• [REQUEST]
Retype the whole listing below, character for character.
+++
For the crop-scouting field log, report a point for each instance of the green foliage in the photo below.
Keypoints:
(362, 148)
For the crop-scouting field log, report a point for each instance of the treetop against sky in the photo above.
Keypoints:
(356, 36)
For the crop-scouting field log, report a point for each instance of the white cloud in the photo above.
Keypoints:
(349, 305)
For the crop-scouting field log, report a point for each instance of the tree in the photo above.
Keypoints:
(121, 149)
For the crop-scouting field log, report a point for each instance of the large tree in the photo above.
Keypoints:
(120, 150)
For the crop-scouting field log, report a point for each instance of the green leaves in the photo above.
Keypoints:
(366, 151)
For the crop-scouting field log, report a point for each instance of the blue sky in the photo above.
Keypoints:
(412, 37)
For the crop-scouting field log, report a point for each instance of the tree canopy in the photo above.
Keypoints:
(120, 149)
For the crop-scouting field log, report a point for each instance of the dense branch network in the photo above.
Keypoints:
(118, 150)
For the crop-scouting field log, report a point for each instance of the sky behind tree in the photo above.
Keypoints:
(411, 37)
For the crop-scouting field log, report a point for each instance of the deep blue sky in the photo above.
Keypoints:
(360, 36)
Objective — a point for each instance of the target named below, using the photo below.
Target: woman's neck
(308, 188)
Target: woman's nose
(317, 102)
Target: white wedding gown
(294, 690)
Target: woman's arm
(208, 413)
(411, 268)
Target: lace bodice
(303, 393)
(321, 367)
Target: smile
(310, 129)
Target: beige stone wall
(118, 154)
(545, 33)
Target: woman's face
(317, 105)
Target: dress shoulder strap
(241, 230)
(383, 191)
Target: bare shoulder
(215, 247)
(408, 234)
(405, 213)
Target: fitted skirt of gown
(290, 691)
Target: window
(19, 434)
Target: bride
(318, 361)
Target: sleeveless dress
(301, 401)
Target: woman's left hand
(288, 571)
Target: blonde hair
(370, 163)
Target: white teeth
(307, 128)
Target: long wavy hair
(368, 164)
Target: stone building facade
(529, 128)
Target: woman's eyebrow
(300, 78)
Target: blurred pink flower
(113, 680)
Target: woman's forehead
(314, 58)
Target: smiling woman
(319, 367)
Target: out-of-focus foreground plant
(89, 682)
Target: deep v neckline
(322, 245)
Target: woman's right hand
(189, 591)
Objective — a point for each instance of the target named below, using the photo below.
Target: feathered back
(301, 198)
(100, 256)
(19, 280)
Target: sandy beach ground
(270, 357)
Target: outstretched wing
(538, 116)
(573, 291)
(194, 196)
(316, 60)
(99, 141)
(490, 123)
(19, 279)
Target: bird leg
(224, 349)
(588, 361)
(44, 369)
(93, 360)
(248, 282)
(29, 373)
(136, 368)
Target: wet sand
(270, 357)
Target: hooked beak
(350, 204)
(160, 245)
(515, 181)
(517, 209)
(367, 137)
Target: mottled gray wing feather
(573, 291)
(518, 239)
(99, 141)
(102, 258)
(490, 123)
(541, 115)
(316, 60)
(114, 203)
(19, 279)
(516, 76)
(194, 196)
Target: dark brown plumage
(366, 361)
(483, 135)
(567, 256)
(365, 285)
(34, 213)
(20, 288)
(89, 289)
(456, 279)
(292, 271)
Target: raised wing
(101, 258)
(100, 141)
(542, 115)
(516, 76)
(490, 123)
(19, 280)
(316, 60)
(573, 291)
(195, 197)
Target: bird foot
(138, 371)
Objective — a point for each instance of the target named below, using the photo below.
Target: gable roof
+++
• [ANSWER FOR THIS EXERCISE]
For the crop-scouting field log, report a point for each instance of the green foliage in the photo below.
Keypoints:
(362, 148)
For the crop-scouting field log, report a point for each instance of the treetop against sky in the photo above.
Keypoints:
(356, 36)
For the crop-scouting field log, report a point for each instance of the white cloud in the photo above.
Keypoints:
(349, 305)
For the crop-scouting field log, report a point for each instance of the tree in the photo above.
Keypoints:
(121, 149)
For the crop-scouting field log, report a point for each instance of the large tree in the photo above.
Keypoints:
(120, 150)
For the crop-scouting field log, report a point for each instance of the green leaves in the photo above.
Keypoints:
(366, 151)
For the crop-scouting field log, report a point for each instance of the blue sky in the photo above.
Keypoints:
(412, 37)
For the crop-scouting field log, report a point for each instance of the tree canopy in the photo above.
Keypoints:
(120, 149)
For the crop-scouting field log, report a point for each instance of the dense branch network in the photo above.
Keypoints:
(118, 150)
For the crop-scouting field log, report a point for each instance of the sky behind tree in the photo above.
Keypoints:
(411, 37)
For the crop-scouting field log, report a point for each instance of the deep blue sky in the photo above.
Keypoints:
(360, 36)
Objective — a point for each instance of the target named below, using the photo below.
Target: woman's neck
(308, 188)
Target: woman's nose
(317, 102)
Target: white wedding gown
(294, 690)
Target: woman's arm
(208, 413)
(411, 268)
Target: lace bodice
(303, 393)
(321, 367)
Target: smile
(310, 129)
Target: beige stone wall
(118, 154)
(545, 33)
Target: woman's face
(317, 105)
Target: dress shoulder strap
(241, 230)
(383, 191)
Target: bare shoulder
(215, 247)
(408, 234)
(405, 213)
Target: fitted skirt of gown
(290, 691)
Target: window
(19, 434)
Target: bride
(318, 361)
Target: sleeveless dress
(301, 401)
Target: woman's left hand
(288, 571)
Target: blonde hair
(370, 163)
Target: white teeth
(307, 128)
Target: long wavy hair
(368, 164)
Target: stone building facade
(529, 128)
Target: woman's eyebrow
(300, 78)
Target: blurred pink flower
(113, 680)
Target: woman's forehead
(314, 58)
Target: smiling woman
(319, 367)
Target: out-of-focus foreground plant
(89, 682)
Target: deep v neckline
(322, 245)
Target: woman's right hand
(189, 591)
Objective — a point for each instance of the target named below, using the photo below.
Target: feathered back
(301, 198)
(100, 256)
(19, 280)
Target: sandy beach ground
(270, 357)
Target: outstretched wing
(538, 116)
(573, 291)
(194, 196)
(316, 60)
(99, 141)
(490, 123)
(19, 279)
Target: bird leg
(224, 349)
(588, 361)
(44, 369)
(93, 360)
(248, 282)
(29, 373)
(136, 368)
Target: wet sand
(270, 357)
Target: hooked beak
(350, 204)
(160, 245)
(515, 181)
(517, 209)
(367, 137)
Target: mottled gray wing feather
(573, 291)
(518, 239)
(99, 141)
(102, 258)
(490, 123)
(541, 115)
(316, 60)
(114, 203)
(19, 279)
(516, 76)
(194, 196)
Target: dark brown plumage
(366, 361)
(483, 135)
(567, 256)
(365, 285)
(34, 213)
(20, 288)
(89, 289)
(456, 279)
(292, 271)
Target: raised wing
(101, 258)
(100, 141)
(542, 115)
(516, 76)
(490, 123)
(19, 280)
(316, 60)
(573, 291)
(195, 197)
Target: bird foot
(138, 371)
Objective — a point for each instance of the target named below, using the photo below.
Target: gable roof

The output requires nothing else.